Data shown:

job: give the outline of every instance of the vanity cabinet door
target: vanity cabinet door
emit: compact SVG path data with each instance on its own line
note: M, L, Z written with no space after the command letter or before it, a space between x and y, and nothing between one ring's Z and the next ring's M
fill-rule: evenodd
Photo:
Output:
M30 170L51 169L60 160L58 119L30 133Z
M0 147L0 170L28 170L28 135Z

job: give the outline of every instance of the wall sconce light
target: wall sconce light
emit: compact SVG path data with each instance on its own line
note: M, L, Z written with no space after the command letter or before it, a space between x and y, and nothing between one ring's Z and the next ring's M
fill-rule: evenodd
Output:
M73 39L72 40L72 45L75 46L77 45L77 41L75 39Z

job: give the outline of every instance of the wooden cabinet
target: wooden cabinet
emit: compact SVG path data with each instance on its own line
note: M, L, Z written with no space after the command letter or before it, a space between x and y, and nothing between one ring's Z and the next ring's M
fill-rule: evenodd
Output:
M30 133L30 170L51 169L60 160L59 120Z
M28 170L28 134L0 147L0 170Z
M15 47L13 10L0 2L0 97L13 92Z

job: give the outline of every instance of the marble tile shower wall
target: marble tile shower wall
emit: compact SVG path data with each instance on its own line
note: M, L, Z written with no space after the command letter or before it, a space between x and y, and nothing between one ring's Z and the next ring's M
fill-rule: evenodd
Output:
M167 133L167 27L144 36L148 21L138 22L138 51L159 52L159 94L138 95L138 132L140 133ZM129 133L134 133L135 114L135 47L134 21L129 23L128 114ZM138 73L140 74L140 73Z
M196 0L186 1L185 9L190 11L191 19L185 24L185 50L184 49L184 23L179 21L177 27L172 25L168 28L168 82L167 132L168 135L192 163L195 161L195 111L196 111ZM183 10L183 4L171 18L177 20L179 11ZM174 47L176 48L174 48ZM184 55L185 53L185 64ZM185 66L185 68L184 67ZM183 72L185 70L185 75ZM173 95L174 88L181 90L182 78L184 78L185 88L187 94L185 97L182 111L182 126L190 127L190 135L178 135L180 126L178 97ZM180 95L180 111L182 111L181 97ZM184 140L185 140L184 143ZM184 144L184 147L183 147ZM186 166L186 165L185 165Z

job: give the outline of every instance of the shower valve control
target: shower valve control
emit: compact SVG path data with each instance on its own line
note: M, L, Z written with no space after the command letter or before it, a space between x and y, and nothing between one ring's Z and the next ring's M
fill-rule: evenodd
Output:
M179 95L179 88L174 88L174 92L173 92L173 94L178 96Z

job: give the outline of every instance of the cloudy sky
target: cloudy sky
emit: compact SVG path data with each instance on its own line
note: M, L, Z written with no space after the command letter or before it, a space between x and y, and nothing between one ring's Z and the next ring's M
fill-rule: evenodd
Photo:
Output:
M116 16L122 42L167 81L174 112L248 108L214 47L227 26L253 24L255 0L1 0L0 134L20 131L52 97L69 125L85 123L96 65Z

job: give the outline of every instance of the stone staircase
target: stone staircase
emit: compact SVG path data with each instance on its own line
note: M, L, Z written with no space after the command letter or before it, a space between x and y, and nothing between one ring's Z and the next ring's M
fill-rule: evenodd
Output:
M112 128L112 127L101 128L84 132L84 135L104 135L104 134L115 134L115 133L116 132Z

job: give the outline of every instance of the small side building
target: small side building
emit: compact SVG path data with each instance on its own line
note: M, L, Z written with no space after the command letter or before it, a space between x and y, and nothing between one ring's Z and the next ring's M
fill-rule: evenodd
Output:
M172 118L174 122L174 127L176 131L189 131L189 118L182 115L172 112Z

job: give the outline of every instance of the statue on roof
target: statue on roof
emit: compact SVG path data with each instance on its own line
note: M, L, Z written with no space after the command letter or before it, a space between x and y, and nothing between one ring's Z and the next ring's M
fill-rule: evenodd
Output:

Problem requirements:
Reproduce the entire listing above, substituting "nonzero" for each occurrence of "evenodd" and leaving everything else unchanged.

Response:
job: give the outline of every instance of the vanity cabinet door
target: vanity cabinet door
emit: compact SVG path data with each instance on its own line
note: M, L, Z written with no space after the command letter or before it, a space between x and y, and nothing between one ring's Z and the next ring's M
fill-rule: nonzero
Photo:
Output:
M30 170L51 169L60 160L58 119L30 133Z
M0 147L0 170L28 170L28 135Z

job: give the outline of every instance of the wall sconce light
target: wall sconce light
emit: compact SVG path data with each instance on its own line
note: M, L, Z written with no space after the command letter or before it, a space between x and y, and nothing between one ring's Z and the next ring's M
fill-rule: nonzero
Output:
M73 39L72 40L72 45L75 46L77 45L77 41L75 39Z

job: give the outline of every instance of the wooden cabinet
target: wooden cabinet
emit: compact SVG path data with each instance on its own line
note: M, L, Z written with no space after the command letter or before it, a space between x and y, and nothing between one ring's Z and the next ring's M
fill-rule: nonzero
Output:
M30 133L30 170L51 169L60 160L59 120Z
M28 170L28 134L0 147L0 170Z
M15 47L13 10L0 2L0 97L13 92Z

job: give the outline of every instance of the marble tile shower wall
target: marble tile shower wall
emit: compact SVG path data with each instance on its own line
note: M, L, Z written with no space after the command letter or before it, a space between x and y, and nothing between one ring's Z and the next ring's M
fill-rule: nonzero
Output:
M167 133L167 27L144 36L148 21L138 22L138 51L159 52L159 94L138 95L138 132L140 133ZM129 133L134 133L135 114L135 47L134 21L129 23L128 114ZM138 73L140 74L140 73Z
M196 0L186 1L185 9L190 11L191 19L185 24L185 50L184 49L184 23L179 21L177 27L172 25L168 28L168 82L167 132L168 135L192 163L195 161L195 111L196 111ZM183 10L183 4L171 18L177 20L179 11ZM174 47L176 48L174 48ZM184 55L185 53L185 64ZM185 66L185 68L184 67ZM183 72L185 70L185 75ZM173 95L174 88L181 90L182 78L184 78L185 88L187 94L185 97L182 111L182 126L190 127L190 135L178 135L180 126L178 97ZM180 95L180 111L182 111L181 97ZM184 140L185 140L184 143ZM184 144L184 147L183 147ZM186 166L186 165L185 165Z

job: give the outline of every instance of the shower valve control
target: shower valve control
emit: compact SVG path data with each instance on its own line
note: M, L, Z written with no space after the command letter or before it, a space between x and y, and nothing between one ring's Z and the next ring's M
fill-rule: nonzero
Output:
M179 95L179 88L174 88L174 92L173 92L173 94L178 96Z

job: give the outline of every instance of the cloudy sky
target: cloudy sky
emit: compact SVG path data with each instance on its own line
note: M, L, Z written with no space after the command letter or before it, a space between x and y, and nothing between one ring's Z and the next ring's M
fill-rule: nonzero
Photo:
Output:
M116 16L122 42L167 81L174 112L248 108L214 47L227 26L253 24L255 0L1 0L0 134L20 131L52 97L69 125L85 123L96 65Z

job: give the outline of every instance of the stone staircase
target: stone staircase
emit: compact SVG path data with each instance on its own line
note: M, L, Z written with no space after the command letter or before it, a space between x and y, and nothing between one ring's Z and the next ring's M
fill-rule: nonzero
Output:
M112 128L112 127L101 128L84 132L84 135L104 135L104 134L115 134L115 133L116 132Z

job: give the outline of every instance of the small side building
target: small side building
emit: compact SVG path data with each instance on its own line
note: M, L, Z written with no space after the command letter or before it, a space between x and y, and nothing between one ring's Z and the next ring's M
fill-rule: nonzero
Output:
M172 118L174 122L174 127L176 131L189 131L189 118L182 115L172 112Z

job: give the outline of every instance of the statue on roof
target: statue on roof
emit: compact SVG path data with each instance on its own line
note: M, L, Z written with no space after the command letter or before it, a space between x and y, and nothing between one ring's Z and the next ring's M
fill-rule: nonzero
Output:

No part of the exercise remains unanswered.